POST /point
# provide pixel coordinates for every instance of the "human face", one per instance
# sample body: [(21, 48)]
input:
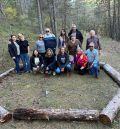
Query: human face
[(14, 38), (91, 47), (73, 38), (49, 53), (35, 52), (74, 29), (63, 32), (62, 50)]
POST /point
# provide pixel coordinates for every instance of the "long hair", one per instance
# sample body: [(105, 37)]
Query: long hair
[(49, 49), (64, 34), (59, 52)]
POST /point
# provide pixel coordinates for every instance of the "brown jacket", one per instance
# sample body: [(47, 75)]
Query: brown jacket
[(72, 48)]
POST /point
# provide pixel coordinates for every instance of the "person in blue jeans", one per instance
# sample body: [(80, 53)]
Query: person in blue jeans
[(24, 52), (63, 62), (14, 50), (93, 60)]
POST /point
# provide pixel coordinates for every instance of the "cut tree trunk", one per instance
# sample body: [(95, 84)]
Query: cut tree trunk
[(102, 64), (110, 111), (4, 115), (6, 73), (56, 114), (113, 73)]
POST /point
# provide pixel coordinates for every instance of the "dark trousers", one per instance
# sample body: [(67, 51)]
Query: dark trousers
[(81, 71), (17, 62)]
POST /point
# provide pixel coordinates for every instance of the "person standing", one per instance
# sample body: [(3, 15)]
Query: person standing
[(93, 60), (63, 64), (36, 62), (81, 62), (14, 50), (24, 52), (93, 38), (50, 62), (74, 31), (72, 47), (63, 39), (50, 40), (40, 45)]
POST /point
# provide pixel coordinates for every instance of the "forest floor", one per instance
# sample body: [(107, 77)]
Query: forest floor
[(28, 90)]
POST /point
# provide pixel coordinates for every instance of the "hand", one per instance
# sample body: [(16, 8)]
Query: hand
[(62, 70), (38, 67), (91, 66), (42, 65), (82, 68), (13, 58), (47, 68)]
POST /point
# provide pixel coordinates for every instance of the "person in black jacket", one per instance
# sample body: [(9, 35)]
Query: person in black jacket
[(50, 62), (63, 62), (76, 32), (36, 62), (14, 50)]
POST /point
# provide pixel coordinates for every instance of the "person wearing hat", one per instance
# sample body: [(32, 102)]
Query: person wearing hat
[(40, 45), (24, 52), (81, 61), (93, 60), (93, 38), (50, 40), (63, 64), (74, 31), (72, 46)]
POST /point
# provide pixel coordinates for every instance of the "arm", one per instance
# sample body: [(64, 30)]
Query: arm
[(10, 51), (96, 58)]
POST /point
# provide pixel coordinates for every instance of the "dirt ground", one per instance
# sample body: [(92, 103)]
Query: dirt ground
[(28, 90)]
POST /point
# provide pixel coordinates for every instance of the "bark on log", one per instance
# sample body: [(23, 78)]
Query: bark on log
[(6, 73), (102, 64), (110, 111), (56, 114), (4, 115), (113, 73)]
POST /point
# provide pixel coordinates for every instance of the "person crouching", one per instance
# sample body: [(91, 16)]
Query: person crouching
[(36, 62), (63, 62), (50, 62), (81, 62), (93, 60)]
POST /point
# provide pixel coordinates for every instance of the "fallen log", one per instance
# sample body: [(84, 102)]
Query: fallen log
[(56, 114), (102, 64), (110, 111), (6, 73), (4, 115), (113, 73)]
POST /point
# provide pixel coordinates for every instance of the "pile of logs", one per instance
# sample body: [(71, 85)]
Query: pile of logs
[(106, 116)]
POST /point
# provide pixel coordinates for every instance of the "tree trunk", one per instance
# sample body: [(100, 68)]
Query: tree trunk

> [Set exercise]:
Can you repeat the data above with every "pixel coordinates" changed to "point locations", leaving all else as it is and omitting the pictures?

> [Solution for this problem]:
POST /point
# provide point locations for every instance of the "human face", one per instance
# sample body: [(21, 48)]
input:
Query: human face
[(14, 38), (91, 47), (73, 38), (49, 53), (35, 52), (74, 29), (63, 32), (62, 50)]
POST /point
# provide point locations for every instance of the "long hair", one per instance
# sample body: [(105, 37)]
Query: long hair
[(49, 49), (64, 34), (59, 52)]
POST /point
# provide point locations for every instance of the "brown jacket", one per instance
# sample body: [(47, 75)]
Query: brown jacket
[(72, 48)]
POST /point
# provide point locations for every instance of the "person in blue jeans", one per instance
# sample body: [(80, 53)]
Query: person in blue jeans
[(24, 52), (63, 62), (14, 50), (93, 60)]
POST /point
# provide point locations for every instance of the "cut tree trunk", one per instance
# sample body: [(95, 84)]
Query: cut tree trunk
[(102, 64), (110, 111), (4, 115), (6, 73), (56, 114), (113, 73)]
POST /point
# provide point locations for every instance of the "dark trousers", one per instance
# sample body: [(67, 51)]
Query: dark trousers
[(81, 71), (17, 62)]
POST /point
# provide point locations for every instance of the "person standing", one per instance
# sample body: [(3, 15)]
Query: person standing
[(93, 60), (63, 64), (36, 62), (81, 62), (14, 50), (24, 52), (93, 38), (50, 62), (74, 31), (72, 47), (63, 39), (50, 40), (40, 45)]
POST /point
# provide point locations for every instance of the "forest floor", one per instance
# sample body: [(107, 77)]
Query: forest floor
[(28, 90)]
POST /point
# provide point locations for every instance of the "hand", one per instance
# sample body: [(16, 8)]
Query: hand
[(62, 70), (38, 67), (91, 66), (42, 65), (82, 68), (13, 58), (47, 68)]
POST /point
# provide point locations for every instance of the "person in black jacket", one per instance
# sample body: [(9, 35)]
Query: person in black jacket
[(50, 62), (63, 62), (76, 32), (36, 62), (14, 50)]
POST /point
# provide point locations for every instance of the "person wearing hat", one per instance
# sample body: [(32, 102)]
Query: person wearing hat
[(40, 45), (24, 52), (81, 61), (93, 60), (93, 38), (50, 40), (63, 64), (74, 31), (72, 46)]
POST /point
# provide point locations for every instance of the "arm", one per instance
# sample body: [(64, 30)]
Query: arm
[(10, 51), (96, 58)]
POST /point
# provide point locations for every instance of the "dirt ground", one per instance
# sample body: [(92, 103)]
Query: dirt ground
[(28, 90)]
POST /point
# provide point locations for every instance of the "bark on log", one per instance
# sample body: [(23, 78)]
Query: bark on log
[(6, 73), (102, 64), (110, 111), (56, 114), (4, 115), (113, 73)]
POST /point
# provide point locations for every instance of the "person crouching", one per instance
# sample body: [(91, 16)]
Query: person crouching
[(36, 62), (63, 62), (50, 62), (81, 62), (93, 60)]
POST /point
# provide point locations for every instance of the "fallen log", one per instance
# sample body: [(84, 102)]
Query: fallen log
[(56, 114), (102, 64), (110, 111), (6, 73), (4, 115), (113, 73)]
POST /point
# provide point locations for every instance of the "pile of logs", one per instance
# sample body: [(71, 85)]
Query: pile of logs
[(106, 116)]
POST /point
# provide point locations for every instance of the "tree trunk", one per instance
# sample body: [(100, 68)]
Query: tree trunk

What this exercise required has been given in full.